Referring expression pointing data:
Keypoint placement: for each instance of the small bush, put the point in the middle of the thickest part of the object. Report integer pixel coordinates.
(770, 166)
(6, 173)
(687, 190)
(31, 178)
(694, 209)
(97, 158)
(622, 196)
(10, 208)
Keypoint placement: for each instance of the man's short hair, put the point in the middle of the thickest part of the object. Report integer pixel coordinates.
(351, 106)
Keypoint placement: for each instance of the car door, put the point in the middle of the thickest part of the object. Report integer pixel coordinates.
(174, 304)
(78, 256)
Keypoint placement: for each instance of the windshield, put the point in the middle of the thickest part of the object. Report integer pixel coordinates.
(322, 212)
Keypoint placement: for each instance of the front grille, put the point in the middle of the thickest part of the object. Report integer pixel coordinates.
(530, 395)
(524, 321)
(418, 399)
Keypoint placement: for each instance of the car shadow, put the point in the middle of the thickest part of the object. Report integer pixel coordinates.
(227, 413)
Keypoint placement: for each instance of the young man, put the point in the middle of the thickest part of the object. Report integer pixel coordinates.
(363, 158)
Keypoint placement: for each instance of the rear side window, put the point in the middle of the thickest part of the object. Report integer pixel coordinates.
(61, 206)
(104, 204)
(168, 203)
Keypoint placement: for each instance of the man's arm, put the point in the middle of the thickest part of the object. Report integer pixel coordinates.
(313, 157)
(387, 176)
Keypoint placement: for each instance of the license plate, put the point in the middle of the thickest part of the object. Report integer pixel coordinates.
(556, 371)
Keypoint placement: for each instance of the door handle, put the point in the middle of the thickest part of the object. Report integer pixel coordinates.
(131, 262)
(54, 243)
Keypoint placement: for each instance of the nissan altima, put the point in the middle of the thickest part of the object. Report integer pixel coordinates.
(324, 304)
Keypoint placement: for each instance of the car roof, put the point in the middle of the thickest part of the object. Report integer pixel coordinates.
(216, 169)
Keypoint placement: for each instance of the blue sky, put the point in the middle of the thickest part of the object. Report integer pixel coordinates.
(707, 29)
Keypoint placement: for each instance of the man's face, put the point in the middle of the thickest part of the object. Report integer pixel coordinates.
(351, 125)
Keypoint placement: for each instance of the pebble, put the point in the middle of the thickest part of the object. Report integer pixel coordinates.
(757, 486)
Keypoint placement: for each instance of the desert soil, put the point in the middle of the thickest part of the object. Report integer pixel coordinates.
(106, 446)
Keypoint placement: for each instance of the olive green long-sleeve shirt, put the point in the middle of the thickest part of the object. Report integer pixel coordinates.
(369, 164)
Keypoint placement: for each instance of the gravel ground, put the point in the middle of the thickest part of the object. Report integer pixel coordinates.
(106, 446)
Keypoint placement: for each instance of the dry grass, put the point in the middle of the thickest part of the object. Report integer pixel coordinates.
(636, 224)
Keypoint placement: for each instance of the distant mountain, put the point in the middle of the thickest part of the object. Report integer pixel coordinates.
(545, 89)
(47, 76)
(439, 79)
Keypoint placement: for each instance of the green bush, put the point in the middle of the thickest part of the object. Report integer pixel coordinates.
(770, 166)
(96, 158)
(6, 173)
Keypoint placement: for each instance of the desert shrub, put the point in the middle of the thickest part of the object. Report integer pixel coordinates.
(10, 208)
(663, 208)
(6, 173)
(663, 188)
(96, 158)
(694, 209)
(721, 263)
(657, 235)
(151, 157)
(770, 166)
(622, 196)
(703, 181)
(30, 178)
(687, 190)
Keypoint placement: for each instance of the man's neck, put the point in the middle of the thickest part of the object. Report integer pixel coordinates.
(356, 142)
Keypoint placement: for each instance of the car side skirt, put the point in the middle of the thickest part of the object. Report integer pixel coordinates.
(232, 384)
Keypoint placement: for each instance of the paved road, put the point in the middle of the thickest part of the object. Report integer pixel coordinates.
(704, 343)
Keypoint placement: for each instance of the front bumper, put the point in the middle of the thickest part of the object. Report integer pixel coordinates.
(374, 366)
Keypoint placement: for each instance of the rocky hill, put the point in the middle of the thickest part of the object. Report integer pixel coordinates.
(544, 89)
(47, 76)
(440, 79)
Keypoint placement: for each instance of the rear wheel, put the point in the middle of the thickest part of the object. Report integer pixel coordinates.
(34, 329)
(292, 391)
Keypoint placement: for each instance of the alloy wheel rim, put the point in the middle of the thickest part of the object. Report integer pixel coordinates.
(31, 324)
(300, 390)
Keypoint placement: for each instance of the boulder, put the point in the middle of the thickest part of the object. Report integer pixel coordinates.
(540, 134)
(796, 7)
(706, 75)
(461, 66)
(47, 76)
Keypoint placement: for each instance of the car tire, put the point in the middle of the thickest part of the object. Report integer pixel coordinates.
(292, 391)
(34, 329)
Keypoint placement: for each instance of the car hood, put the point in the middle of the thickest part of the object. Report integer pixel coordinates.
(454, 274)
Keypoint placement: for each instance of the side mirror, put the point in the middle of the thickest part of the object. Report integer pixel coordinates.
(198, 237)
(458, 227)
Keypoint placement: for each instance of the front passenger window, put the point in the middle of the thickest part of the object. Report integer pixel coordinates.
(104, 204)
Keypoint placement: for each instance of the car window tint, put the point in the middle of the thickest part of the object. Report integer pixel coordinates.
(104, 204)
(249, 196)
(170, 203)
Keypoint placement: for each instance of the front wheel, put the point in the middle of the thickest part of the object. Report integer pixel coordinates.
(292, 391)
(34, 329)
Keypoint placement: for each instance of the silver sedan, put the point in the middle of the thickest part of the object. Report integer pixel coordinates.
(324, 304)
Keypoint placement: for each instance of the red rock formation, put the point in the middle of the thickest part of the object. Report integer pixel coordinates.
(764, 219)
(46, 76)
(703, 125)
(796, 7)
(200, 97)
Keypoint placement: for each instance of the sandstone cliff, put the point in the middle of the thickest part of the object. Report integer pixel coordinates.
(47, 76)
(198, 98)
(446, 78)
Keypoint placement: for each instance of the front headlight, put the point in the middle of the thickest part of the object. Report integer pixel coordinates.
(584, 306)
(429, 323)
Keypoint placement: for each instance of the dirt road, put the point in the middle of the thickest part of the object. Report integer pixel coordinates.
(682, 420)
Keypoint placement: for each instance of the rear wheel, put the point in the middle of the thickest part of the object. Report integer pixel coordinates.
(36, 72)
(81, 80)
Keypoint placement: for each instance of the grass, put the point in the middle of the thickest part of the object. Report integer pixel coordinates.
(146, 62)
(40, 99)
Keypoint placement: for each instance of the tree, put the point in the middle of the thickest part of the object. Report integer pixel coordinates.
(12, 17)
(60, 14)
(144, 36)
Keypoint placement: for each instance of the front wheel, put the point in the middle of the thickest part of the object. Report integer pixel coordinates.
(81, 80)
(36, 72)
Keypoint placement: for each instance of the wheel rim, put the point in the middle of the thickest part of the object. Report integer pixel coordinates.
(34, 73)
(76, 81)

> TASK BRIEF: All of the entries above need to be reproduced exactly.

> REPLY TO THE TASK:
Keypoint placement: for each instance of the small bush, put the point in the middle of the thickest part of the object. Report integer pixel coordinates.
(770, 166)
(6, 173)
(687, 190)
(31, 178)
(694, 209)
(97, 158)
(622, 196)
(10, 208)
Keypoint placement: for each instance of the man's short hair, put the point in the middle of the thickest part of the object. Report integer pixel coordinates.
(351, 106)
Keypoint placement: for each instance of the car door, put the point in the middle of the thickest part of the object. Report integer pixel coordinates.
(174, 304)
(78, 256)
Keypoint placement: for each instance of the windshield, put the point in the middle of the thickest part of the object. Report integer pixel coordinates.
(322, 212)
Keypoint placement: for each instance of the front grille, put the point in the middle of the thickest part of the object. Report integer pixel coordinates.
(530, 395)
(524, 321)
(418, 399)
Keypoint placement: for each instance of the car shadow, put the point in the middle of the thickest part of the object. Report integer pixel coordinates.
(227, 413)
Keypoint placement: for each instance of the young man, put the point in the middle of the thickest part of the object. Report integer pixel coordinates.
(363, 158)
Keypoint placement: for each instance of the rear side window, put the point in the middle of the thickest part of the object. Report integer pixel coordinates.
(61, 206)
(104, 204)
(168, 203)
Keypoint placement: for each instance of the man's arm, put the point in the middle of the thickest part of the object. Report integer pixel coordinates.
(313, 157)
(387, 176)
Keypoint placement: for each instance of the license plate, put the point in the middle of the thickest part of the object. Report integer pixel coordinates.
(556, 371)
Keypoint placement: for each instance of the door handle, put the point in the middle of the thickest part of the object. Report integer pixel coordinates.
(131, 262)
(54, 243)
Keypoint placement: for each instance of the nissan altima, put the point in the middle of the thickest part of the object. Report integer pixel coordinates.
(324, 304)
Keypoint placement: for each instance of the car roof, put the point in the middle of the thickest part of the object. Report integer pixel coordinates.
(216, 169)
Keypoint placement: for each instance of the blue sky, put the point in the middle of the thickest part of the object. Report integer pixel coordinates.
(707, 29)
Keypoint placement: for each instance of the man's face, put the point in the middle of the thickest part of the object. Report integer pixel coordinates.
(351, 125)
Keypoint placement: for each instance of the pebble, put the point in the middle of the thickest part of the object. Report integer pixel coordinates.
(757, 486)
Keypoint placement: for each instance of the desert soil, put the point in the middle of the thickest part of the object. Report integer pixel coordinates.
(106, 446)
Keypoint placement: for each instance of the olive green long-sleeve shirt, put the point in the middle of the thickest part of the object. Report integer pixel coordinates.
(369, 164)
Keypoint placement: for each instance of the gravel ground, put the point in the middle of the thickest part of the object. Report integer pixel coordinates.
(106, 446)
Keypoint placement: for each instance of the dry grass, put the point in the middle of the thickest part of the object. Report integer pixel coordinates.
(636, 224)
Keypoint placement: for each instance of the distant mountain, put the point in the middle of the thickest part of the object. Report integer pixel coordinates.
(545, 89)
(47, 76)
(439, 79)
Keypoint placement: for each instance of the green bush, put the point in the middle of the thickest part of the object. Report integer pixel coordinates.
(770, 166)
(96, 158)
(6, 173)
Keypoint placement: for each instance of the desert shrub, put the point in the middle of the thickest part of the object. Report integer pixel coordinates.
(10, 208)
(663, 208)
(6, 173)
(663, 188)
(96, 158)
(694, 209)
(721, 263)
(657, 235)
(151, 157)
(770, 166)
(622, 196)
(703, 181)
(30, 178)
(687, 190)
Keypoint placement: for each instance of the man's neck, put the point in the middle of the thickest part of the object. Report integer pixel coordinates.
(356, 142)
Keypoint placement: for each instance of the car side skirt, put the point in the middle of the thickest part of the object. Report integer pixel coordinates.
(232, 384)
Keypoint placement: for each instance of the paved road, put the point in the middle of the thickest part of the object. Report integer pixel coordinates.
(704, 343)
Keypoint placement: for each instance of the front bumper, put the point in the middle of the thickest part of the object. Report integer pixel coordinates.
(374, 366)
Keypoint placement: for each instance of the rocky hill, put the point in the middle of the thickest part of the object. Report integer pixel coordinates.
(544, 89)
(47, 76)
(440, 79)
Keypoint placement: for each instance of the rear wheel, put the point in the middle of the thickest part of the object. Report integer pixel coordinates.
(34, 329)
(292, 391)
Keypoint placement: for each instance of the alloy wheel rim, put the point in the middle of the thickest part of the object. Report integer pixel coordinates.
(31, 324)
(300, 390)
Keypoint placement: for each instance of the boulder, put the point in the middle of the thickest part of the object. Report integer pixel coordinates.
(540, 134)
(796, 7)
(706, 75)
(461, 66)
(47, 76)
Keypoint placement: for each instance of the car tire, put the point in the middle of the thickest part of the object. Report integer pixel coordinates.
(292, 391)
(34, 329)
Keypoint placement: for each instance of the car hood, put the point in the middle of the thickest part of the object. Report integer pixel coordinates.
(454, 274)
Keypoint placement: for each instance of the side mirror, put the point in the middle of the thickest part of the object. Report integer pixel coordinates.
(198, 237)
(458, 227)
Keypoint placement: for each instance of the front passenger window, put the point in the middle of the thickest part of the object. Report integer pixel coordinates.
(104, 204)
Keypoint placement: for each instance of the car window tint, put the point in the middle of the thickest part of the object. Report integer pixel coordinates.
(104, 204)
(249, 196)
(170, 203)
Keypoint placement: for each instance of the front wheel, put the point in the middle of the thickest part of the object. Report integer pixel coordinates.
(292, 391)
(34, 329)
Keypoint placement: for each instance of the silver sedan, put the point in the middle of the thickest part of the object. Report integer pixel coordinates.
(324, 304)
Keypoint placement: for each instance of the red rock formation, put the point in the middle of the thickest part of the object. Report integer pixel coordinates.
(764, 219)
(46, 76)
(703, 125)
(796, 7)
(200, 97)
Keypoint placement: for each instance of the sandstone cliff, put the point in the middle of the thickest part of the object. Report integer pixel coordinates.
(47, 76)
(198, 98)
(446, 78)
Keypoint placement: for each instance of the front headlight, put the point in the middle of the thickest part of the object. Report integer pixel coordinates.
(584, 306)
(429, 323)
Keypoint placement: for each instance of the dirt road, put the point in the middle of the thickest part of the object. Report integer pixel coordinates.
(682, 420)
Keypoint placement: for each instance of the rear wheel, put the point in the middle of the thickest part of the object. Report integer pixel coordinates.
(36, 72)
(81, 80)
Keypoint placement: for each instance of the grass, put the point in the middle of the thickest part of the object. Report integer pixel coordinates.
(146, 62)
(40, 99)
Keypoint placement: for each instance of the tree, put the point in the middle of the thickest part of the object. Report integer pixel coordinates.
(12, 17)
(60, 14)
(144, 36)
Keypoint placement: for each instance of the front wheel, put the point in the middle of the thickest part of the object. Report integer pixel coordinates.
(81, 80)
(36, 72)
Keypoint placement: for each instance of the wheel rim, put the point in the middle of the thickest part of the object. Report integer pixel coordinates.
(34, 73)
(76, 81)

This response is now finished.